__Document passage__:
= = =

Bringing it Back Home
“The talented and hard-working have nothing to fear.” – Dominic Raab
The P&O sackings shouldn’t be a wake-up call, an epiphany, or anything such thing. The sort of Britain we’re living in has been telegraphed to us for years. This was laid out in the new right’s manifesto Britannia Unchained and the history of ‘inequality as policy’ is explored in Stewart Lansley’s ‘The Richer, The Poorer. How Britain Enriched the Few and Failed the Poor. A 200-Year History’.
Lansley reveals how Britain’s model of ‘extractive capitalism’ has created a two hundred-year-long ‘high-inequality, high-poverty’ cycle. He outlines how over the last forty years, Britain has moved from being one of the most equal of rich nations to the second most unequal (after the USA). The same period has also seen a surge in levels of poverty, with the child poverty rate more than double that of the late 1970s. Lansley lays out how the poorest fifth of Britons are today much poorer than their counterparts in other, more equal nations in Europe. Germany’s poorest, for example, are a third better off than those in Britain. This is the background to the coming social crisis coyly termed the ‘cost of living’ and cutely curated as a personal dilemma for, wait for it, our billionaire Chancellor.

= = =

__Short problem A__: In the piece on British inequality, which country's poorest people are a third better off than Britain's poorest?

= = =

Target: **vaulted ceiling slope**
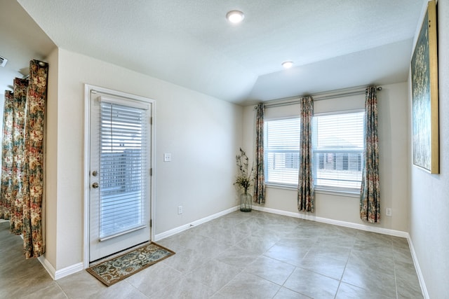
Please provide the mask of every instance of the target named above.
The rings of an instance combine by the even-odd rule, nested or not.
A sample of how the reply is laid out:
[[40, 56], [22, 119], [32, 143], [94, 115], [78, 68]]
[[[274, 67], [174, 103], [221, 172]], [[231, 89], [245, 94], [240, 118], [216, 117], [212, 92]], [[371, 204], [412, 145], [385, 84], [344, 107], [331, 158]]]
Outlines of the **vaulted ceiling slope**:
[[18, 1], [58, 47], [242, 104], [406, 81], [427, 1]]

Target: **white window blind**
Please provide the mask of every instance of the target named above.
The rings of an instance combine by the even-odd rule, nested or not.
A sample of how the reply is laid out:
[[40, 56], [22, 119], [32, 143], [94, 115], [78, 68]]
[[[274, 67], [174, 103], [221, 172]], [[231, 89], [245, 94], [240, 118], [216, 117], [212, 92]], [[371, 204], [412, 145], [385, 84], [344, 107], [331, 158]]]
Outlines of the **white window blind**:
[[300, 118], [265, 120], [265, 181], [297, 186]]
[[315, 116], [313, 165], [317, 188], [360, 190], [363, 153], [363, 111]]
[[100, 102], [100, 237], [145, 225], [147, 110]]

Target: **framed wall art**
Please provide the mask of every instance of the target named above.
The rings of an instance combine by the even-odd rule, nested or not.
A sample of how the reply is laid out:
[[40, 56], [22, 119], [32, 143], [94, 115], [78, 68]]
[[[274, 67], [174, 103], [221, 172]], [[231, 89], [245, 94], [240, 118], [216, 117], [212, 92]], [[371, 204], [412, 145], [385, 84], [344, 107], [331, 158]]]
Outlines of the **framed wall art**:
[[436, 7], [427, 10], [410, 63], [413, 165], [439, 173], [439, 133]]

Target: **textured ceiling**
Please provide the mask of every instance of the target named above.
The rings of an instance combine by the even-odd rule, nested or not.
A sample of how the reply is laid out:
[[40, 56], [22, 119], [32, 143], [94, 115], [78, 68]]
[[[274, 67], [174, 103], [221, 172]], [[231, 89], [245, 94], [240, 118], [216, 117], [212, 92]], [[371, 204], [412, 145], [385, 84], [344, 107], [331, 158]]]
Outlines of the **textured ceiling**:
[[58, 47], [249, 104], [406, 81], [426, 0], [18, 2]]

= = =

__Short problem B__: Lay out the stretch of the rows from their start through the line containing "[[18, 1], [58, 47], [242, 104], [406, 81], [427, 1]]" as a JSON list of strings, one per line, with blank lines and the picture left out.

__Complete output A__: Germany

__Complete output B__:
[
  "Target: **vaulted ceiling slope**",
  "Please provide the mask of every instance of the target named above.",
  "The rings of an instance combine by the even-odd rule, nested or not.",
  "A sample of how the reply is laid out:",
  "[[40, 56], [22, 119], [32, 143], [94, 115], [78, 68]]",
  "[[[274, 67], [174, 103], [221, 172]], [[231, 89], [245, 94], [240, 118], [216, 117], [212, 92]], [[371, 204], [412, 145], [385, 84], [344, 107], [331, 158]]]",
  "Outlines of the **vaulted ceiling slope**:",
  "[[18, 1], [58, 47], [242, 104], [406, 81], [427, 1]]"
]